### Assigned task
Could you transcribe the whole listing, keeping every line exactly the same?
※
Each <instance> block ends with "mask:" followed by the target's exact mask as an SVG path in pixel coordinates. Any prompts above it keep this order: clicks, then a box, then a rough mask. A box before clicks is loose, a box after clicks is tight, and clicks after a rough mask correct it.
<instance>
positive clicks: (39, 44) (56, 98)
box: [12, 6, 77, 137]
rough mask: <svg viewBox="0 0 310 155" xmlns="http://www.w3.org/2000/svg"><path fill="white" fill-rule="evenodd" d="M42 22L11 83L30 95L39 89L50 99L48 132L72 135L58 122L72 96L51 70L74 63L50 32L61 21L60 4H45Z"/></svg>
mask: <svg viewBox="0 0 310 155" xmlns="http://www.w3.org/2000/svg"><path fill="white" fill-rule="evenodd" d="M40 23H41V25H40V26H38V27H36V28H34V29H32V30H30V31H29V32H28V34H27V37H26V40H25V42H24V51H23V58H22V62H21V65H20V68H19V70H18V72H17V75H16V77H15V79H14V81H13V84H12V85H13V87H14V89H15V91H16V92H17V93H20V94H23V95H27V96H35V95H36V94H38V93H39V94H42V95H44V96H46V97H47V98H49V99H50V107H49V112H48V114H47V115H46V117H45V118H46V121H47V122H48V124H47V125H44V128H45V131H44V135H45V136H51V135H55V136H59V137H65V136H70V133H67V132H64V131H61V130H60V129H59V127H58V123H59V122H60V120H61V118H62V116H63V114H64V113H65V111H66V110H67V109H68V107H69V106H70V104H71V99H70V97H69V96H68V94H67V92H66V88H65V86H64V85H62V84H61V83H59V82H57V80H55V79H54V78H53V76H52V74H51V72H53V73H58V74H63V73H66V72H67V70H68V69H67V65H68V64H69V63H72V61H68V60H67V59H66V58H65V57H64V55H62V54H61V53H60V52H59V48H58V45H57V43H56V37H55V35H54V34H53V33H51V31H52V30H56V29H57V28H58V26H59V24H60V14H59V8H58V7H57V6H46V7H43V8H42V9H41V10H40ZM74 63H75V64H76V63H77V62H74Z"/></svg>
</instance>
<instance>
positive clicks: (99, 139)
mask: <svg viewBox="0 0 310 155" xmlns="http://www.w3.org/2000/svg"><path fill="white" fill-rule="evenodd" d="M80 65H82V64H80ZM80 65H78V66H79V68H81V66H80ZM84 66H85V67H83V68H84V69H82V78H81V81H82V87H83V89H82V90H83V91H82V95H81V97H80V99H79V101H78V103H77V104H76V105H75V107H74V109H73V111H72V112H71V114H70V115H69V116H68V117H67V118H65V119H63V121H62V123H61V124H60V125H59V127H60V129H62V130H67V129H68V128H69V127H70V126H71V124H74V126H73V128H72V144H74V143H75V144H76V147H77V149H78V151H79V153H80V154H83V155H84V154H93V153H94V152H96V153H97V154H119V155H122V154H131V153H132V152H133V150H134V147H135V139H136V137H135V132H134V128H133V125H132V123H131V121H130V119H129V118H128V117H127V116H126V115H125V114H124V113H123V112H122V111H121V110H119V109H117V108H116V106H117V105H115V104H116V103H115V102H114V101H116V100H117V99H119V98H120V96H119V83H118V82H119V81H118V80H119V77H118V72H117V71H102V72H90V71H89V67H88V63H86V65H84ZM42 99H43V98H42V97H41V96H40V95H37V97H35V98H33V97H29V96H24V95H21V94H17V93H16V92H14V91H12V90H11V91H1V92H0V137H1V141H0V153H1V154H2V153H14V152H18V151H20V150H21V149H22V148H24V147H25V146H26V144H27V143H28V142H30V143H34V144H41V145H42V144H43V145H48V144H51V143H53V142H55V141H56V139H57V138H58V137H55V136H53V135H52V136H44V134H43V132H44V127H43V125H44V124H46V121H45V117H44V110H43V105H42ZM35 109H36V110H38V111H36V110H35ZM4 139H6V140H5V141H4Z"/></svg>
※
### Exercise result
Each <instance> block ends with "mask:" followed by the target's exact mask as an SVG path in pixel coordinates. Any prompts above it keep this order: clicks, then a box, then a rough mask. A box before clicks is loose, a box after clicks is tight, and clicks after a rough mask correct it.
<instance>
positive clicks: (39, 44) (56, 98)
box: [12, 6, 77, 137]
rough mask: <svg viewBox="0 0 310 155" xmlns="http://www.w3.org/2000/svg"><path fill="white" fill-rule="evenodd" d="M42 22L11 83L30 95L39 89L50 99L48 132L72 135L58 122L72 96L51 70L74 63L50 32L61 21L60 4H45Z"/></svg>
mask: <svg viewBox="0 0 310 155" xmlns="http://www.w3.org/2000/svg"><path fill="white" fill-rule="evenodd" d="M40 23H41V25H40V26H38V27H36V28H34V29H32V30H30V31H29V32H28V34H27V37H26V40H25V42H24V51H23V58H22V62H21V65H20V68H19V70H18V72H17V75H16V77H15V79H14V81H13V84H12V85H13V87H14V89H15V91H16V92H17V93H20V94H23V95H27V96H35V95H36V94H38V93H39V94H42V95H44V96H46V97H47V98H49V99H50V107H49V112H48V114H47V115H46V117H45V118H46V121H47V122H48V124H47V125H44V128H45V131H44V135H45V136H51V135H55V136H59V137H65V136H70V133H67V132H64V131H61V130H60V129H59V127H58V123H59V122H60V120H61V118H62V116H63V114H64V113H65V111H66V110H67V109H68V107H69V106H70V104H71V99H70V97H69V96H68V94H67V92H66V88H65V86H64V85H62V84H61V83H59V82H57V80H55V79H54V78H53V76H52V74H51V72H53V73H58V74H63V73H66V72H67V70H68V69H67V65H68V64H69V63H72V61H68V60H67V59H66V58H65V57H64V55H62V54H61V53H60V52H59V48H58V45H57V43H56V37H55V35H54V34H53V33H51V31H52V30H56V29H57V28H58V26H59V24H60V14H59V8H58V7H57V6H46V7H43V8H42V9H41V10H40ZM74 63H75V64H76V63H77V62H74Z"/></svg>
</instance>
<instance>
positive clicks: (99, 139)
mask: <svg viewBox="0 0 310 155" xmlns="http://www.w3.org/2000/svg"><path fill="white" fill-rule="evenodd" d="M80 65H82V64H80ZM80 65H78V66H79V68H81V66H80ZM84 66H85V67H83V68H84V69H82V78H81V81H82V87H83V89H82V90H83V91H82V95H81V97H80V99H79V101H78V103H77V104H76V105H75V107H74V109H73V111H72V112H71V114H70V115H69V116H68V117H67V118H65V119H63V121H62V123H61V124H60V125H59V127H60V129H62V130H67V129H68V128H69V127H70V126H71V124H74V126H73V128H72V144H74V143H75V144H76V147H77V149H78V151H79V153H80V154H83V155H84V154H93V153H94V152H96V153H97V154H119V155H122V154H131V153H132V152H133V150H134V147H135V139H136V137H135V132H134V128H133V125H132V123H131V121H130V119H129V118H128V117H127V116H126V115H125V114H124V113H123V112H122V111H121V110H119V109H117V108H116V106H117V105H115V104H116V103H115V102H114V101H116V100H117V99H119V98H120V96H119V83H118V82H119V81H118V80H119V77H118V72H117V71H102V72H90V71H89V67H88V63H86V65H84ZM42 99H43V98H42V97H41V96H40V95H37V97H35V98H33V97H29V96H24V95H21V94H17V93H16V92H14V91H12V90H11V91H1V92H0V137H1V141H0V153H1V154H2V153H14V152H18V151H20V150H21V149H22V148H24V147H25V146H26V144H27V143H28V142H30V143H34V144H41V145H42V144H43V145H48V144H51V143H53V142H55V141H56V139H57V138H58V137H55V136H53V135H52V136H44V134H43V132H44V127H43V125H44V124H46V121H45V117H44V110H43V105H42ZM35 109H36V110H38V111H36V110H35ZM4 139H6V140H5V141H4Z"/></svg>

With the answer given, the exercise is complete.